▸ **WHAT IS BEING ASKED**
Each record beneath this line is to be copied exactly.

Records from a data source:
══════

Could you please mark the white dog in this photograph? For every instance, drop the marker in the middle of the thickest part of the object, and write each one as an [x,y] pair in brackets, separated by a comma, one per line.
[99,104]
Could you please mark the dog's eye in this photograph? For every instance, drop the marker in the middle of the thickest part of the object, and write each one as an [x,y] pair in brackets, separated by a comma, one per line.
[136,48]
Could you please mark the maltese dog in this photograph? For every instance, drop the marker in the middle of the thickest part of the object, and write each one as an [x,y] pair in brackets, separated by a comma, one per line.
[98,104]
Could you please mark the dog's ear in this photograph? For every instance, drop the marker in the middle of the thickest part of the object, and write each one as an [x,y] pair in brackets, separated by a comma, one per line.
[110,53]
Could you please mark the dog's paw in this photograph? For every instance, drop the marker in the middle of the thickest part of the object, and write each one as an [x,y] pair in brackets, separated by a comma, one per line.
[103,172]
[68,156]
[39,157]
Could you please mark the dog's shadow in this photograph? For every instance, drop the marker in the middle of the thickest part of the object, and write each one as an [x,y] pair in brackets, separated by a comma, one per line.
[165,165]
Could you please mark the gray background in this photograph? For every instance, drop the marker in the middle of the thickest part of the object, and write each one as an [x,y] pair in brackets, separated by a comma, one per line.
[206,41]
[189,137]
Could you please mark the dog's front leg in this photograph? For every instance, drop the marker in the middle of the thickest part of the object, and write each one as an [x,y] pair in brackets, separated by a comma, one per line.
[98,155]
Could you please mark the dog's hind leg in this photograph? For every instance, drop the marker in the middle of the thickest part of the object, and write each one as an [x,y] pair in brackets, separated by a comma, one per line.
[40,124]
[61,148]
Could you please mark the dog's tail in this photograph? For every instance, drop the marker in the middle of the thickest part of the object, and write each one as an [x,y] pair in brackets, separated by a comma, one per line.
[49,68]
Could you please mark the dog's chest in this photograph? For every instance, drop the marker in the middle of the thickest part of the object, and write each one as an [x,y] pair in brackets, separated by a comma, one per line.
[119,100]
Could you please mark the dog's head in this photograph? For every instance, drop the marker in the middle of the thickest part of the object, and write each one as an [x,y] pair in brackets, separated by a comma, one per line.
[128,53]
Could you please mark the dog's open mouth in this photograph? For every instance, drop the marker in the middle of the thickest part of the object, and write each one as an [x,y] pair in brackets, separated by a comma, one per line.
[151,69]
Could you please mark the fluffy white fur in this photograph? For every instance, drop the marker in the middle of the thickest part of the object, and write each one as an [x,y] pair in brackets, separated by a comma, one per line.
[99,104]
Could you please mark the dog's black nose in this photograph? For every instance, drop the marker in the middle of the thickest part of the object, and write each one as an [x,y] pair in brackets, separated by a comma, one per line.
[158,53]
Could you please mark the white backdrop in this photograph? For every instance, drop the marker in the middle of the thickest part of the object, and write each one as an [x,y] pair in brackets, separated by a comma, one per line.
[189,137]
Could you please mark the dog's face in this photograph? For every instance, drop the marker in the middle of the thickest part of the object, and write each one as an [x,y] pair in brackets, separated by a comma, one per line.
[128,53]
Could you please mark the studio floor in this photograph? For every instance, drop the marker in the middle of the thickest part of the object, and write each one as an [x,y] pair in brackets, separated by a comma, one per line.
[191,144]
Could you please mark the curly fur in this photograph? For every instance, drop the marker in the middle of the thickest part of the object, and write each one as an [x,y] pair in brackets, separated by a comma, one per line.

══════

▸ **TASK RESULT**
Could you please mark the white dog in this photograph? For every instance, drop the marker in the middle of the thickest part of the object, and write each one as an [x,y] pair in brackets, separated by a comma, one per line.
[99,104]
Could you please mark the dog's eye in this photograph? For every instance, drop the marker in the middle of the thickest part of the object, and write each one as an [x,y] pair in brackets, separated by a comma, one per line.
[136,48]
Could you please mark the maltese dog in this photograph? For every instance, drop the marker in the middle of the thickest part of the object, and write each one as an [x,y] pair in brackets, separated by a comma, one per line.
[98,104]
Could you please mark the dog's ear in this photograph? For every instance, drop the marker in the middle of the thickest part of the object, and write each one as an [x,y] pair in brackets, separated by a comma, one per line.
[110,53]
Could you please mark the dog's paw in this photograph? For every instance, drop the marker in the middle of the thickest part of the object, and write each one as an [x,y] pair in brackets, separated by a comma, one per line.
[103,172]
[68,156]
[39,157]
Could you please mark the dog's shadow in this photograph? For every instance, drop the marker in the middle of the thickest part of the object, and write each one as an [x,y] pair in brackets, separated by a comma, one per line.
[165,165]
Could you please mark the gray background in this photograph? For every instance, drop the marker in the middle of the thickest part of the object, and write each one as an [x,y] pair in brackets, separated by a comma, one per line.
[206,41]
[189,137]
Could you please mark the dog's front leg in this photograph? For every instance, drop the marker in the middle of the thickest part of the object, and write each one as an [x,y] pair in brackets, separated by a comma, one per line.
[98,155]
Could you please mark the dog's hind leg in this photograph? For every instance, drop the marker in the middle of the thickest part of the object, and write each one as an [x,y] pair in brackets, separated by a comma, one per line.
[40,124]
[61,148]
Could you please mark the dog's tail in this photograph? For every instance, drop the marker in the middle of the thickest part of the object, and write each one as an [x,y] pair in brackets, separated by a comma, one per line.
[49,68]
Could you please mark the dog's chest in this photograph? For every instance, drop the marker in the middle of the thickest part of the object, and write each one as an [x,y] pair in brackets, separated by a comma, one per line.
[119,100]
Could you please mark the dog's head in this photograph? For every instance, drop the marker in the middle of the thickest part of the object, and write each one as an [x,y] pair in brackets, separated by a comma, one per line.
[128,53]
Could you please mark the dog's open mouth in this photograph? For every instance, drop the marker in the middle of the thickest part of the object, and write each one as an [x,y] pair in brackets, separated by a comma, one per line.
[151,69]
Could you please mark the fluffy white fur in this photograph? For every instance, drop the marker in the middle of the thickest part of the object, and write each one as an [x,y] pair in brackets, separated by a comma, one per line.
[99,104]
Could you please mark the dog's black nose in this photograph? For every instance, drop the marker in the middle of the thickest part of the object, and write each one as an [x,y] pair in brackets, separated by a comma, one per line.
[158,53]
Could you please mark the white backdrop in this photograph? For every instance, drop the marker in the middle of the thickest part of the object, and write each one as an [x,y] pair in brackets, separated by a comma, one per line.
[189,137]
Could you please mark the dog's face in this photograph? For every instance, drop the marker in the middle of the thickest part of the object, and write each one as an [x,y] pair in brackets, separated by a comma, one per line.
[128,53]
Could you please mark the studio floor in this photograph? For every instance, drop the marker in the middle of the thickest part of the object, and write each one as an [x,y] pair in brackets, separated by a comma, one per line.
[191,144]
Could you please mark the curly fur in this photograph? For every instance, drop the marker in the middle of the thickest part of the object, and write each one as an [x,y] pair in brackets, separated by a comma, one per line.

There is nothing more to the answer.